> EXERCISE REQUIREMENTS
A - In the worked solution to the exponential equation, update the passage starting with "To solve the" and going on through "answer: (C) \(x = -5\)", putting "powers" in place of "exponents".
B - In the worked solution to the exponential equation, which answer choice is given as the final answer?

> EXCERPT PROVIDED
%%

3. Solve the equation \( \left(\frac{1}{3}\right)^{x+1}=\left(\frac{1}{9}\right)^{x+3} \) (A) \( x=5 \) (B) \( x=-\frac{7}{3} \) (C) \( x=-5 \) (D) the equation has no solution

To solve the equation \(\left(\frac{1}{3}\right)^{x+1}=\left(\frac{1}{9}\right)^{x+3}\), we can rewrite \(\frac{1}{9}\) as \(\left(\frac{1}{3}\right)^2\). Thus, the equation can be rewritten as: \[ \left(\frac{1}{3}\right)^{x+1} = \left(\left(\frac{1}{3}\right)^2\right)^{x+3} \] This further simplifies to: \[ \left(\frac{1}{3}\right)^{x+1} = \left(\frac{1}{3}\right)^{2(x+3)} \] Since both sides have the same base, we can set the exponents equal to each other: \[ x + 1 = 2(x + 3) \] Now, solving for \(x\): \[ x + 1 = 2x + 6 \quad \Rightarrow \quad 1 - 6 = 2x - x \] \[ -5 = x \quad \Rightarrow \quad x = -5 \] Thus, the solution to the equation is \(x = -5\). Final answer: (C) \(x = -5\)

%%

[Records from a collection]
%%

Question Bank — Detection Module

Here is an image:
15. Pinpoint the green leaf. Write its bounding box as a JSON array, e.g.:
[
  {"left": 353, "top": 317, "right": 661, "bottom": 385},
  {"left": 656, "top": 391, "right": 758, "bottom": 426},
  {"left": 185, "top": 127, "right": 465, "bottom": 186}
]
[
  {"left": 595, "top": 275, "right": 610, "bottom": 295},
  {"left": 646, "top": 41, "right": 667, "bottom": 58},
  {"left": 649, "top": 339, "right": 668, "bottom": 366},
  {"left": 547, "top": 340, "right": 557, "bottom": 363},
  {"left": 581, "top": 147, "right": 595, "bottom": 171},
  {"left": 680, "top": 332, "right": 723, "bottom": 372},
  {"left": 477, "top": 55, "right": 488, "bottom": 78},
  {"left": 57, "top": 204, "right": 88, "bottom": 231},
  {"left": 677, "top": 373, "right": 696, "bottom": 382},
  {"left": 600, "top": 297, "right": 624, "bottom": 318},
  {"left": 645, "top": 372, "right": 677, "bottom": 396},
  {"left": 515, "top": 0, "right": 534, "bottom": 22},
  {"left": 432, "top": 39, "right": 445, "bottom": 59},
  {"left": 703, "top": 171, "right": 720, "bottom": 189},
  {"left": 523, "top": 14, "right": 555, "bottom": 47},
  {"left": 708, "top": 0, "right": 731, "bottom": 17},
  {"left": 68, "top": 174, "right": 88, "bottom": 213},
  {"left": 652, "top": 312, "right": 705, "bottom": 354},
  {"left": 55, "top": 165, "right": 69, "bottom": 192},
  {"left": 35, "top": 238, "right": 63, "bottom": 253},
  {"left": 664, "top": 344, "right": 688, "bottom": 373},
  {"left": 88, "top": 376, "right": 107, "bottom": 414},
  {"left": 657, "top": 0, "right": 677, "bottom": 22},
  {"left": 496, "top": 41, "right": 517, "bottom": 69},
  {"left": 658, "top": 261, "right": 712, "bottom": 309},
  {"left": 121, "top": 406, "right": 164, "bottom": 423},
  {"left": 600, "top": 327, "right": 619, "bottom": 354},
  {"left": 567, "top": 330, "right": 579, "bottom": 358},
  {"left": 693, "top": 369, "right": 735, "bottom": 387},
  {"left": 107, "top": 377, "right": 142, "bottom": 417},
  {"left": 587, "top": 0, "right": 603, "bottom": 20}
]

%%

> SOLUTIONS IN ORDER
A -
To solve the equation \(\left(\frac{1}{3}\right)^{x+1}=\left(\frac{1}{9}\right)^{x+3}\), we can rewrite \(\frac{1}{9}\) as \(\left(\frac{1}{3}\right)^2\). Thus, the equation can be rewritten as: \[ \left(\frac{1}{3}\right)^{x+1} = \left(\left(\frac{1}{3}\right)^2\right)^{x+3} \] This further simplifies to: \[ \left(\frac{1}{3}\right)^{x+1} = \left(\frac{1}{3}\right)^{2(x+3)} \] Since both sides have the same base, we can set the powers equal to each other: \[ x + 1 = 2(x + 3) \] Now, solving for \(x\): \[ x + 1 = 2x + 6 \quad \Rightarrow \quad 1 - 6 = 2x - x \] \[ -5 = x \quad \Rightarrow \quad x = -5 \] Thus, the solution to the equation is \(x = -5\). Final answer: (C) \(x = -5\)

B - (C) x = -5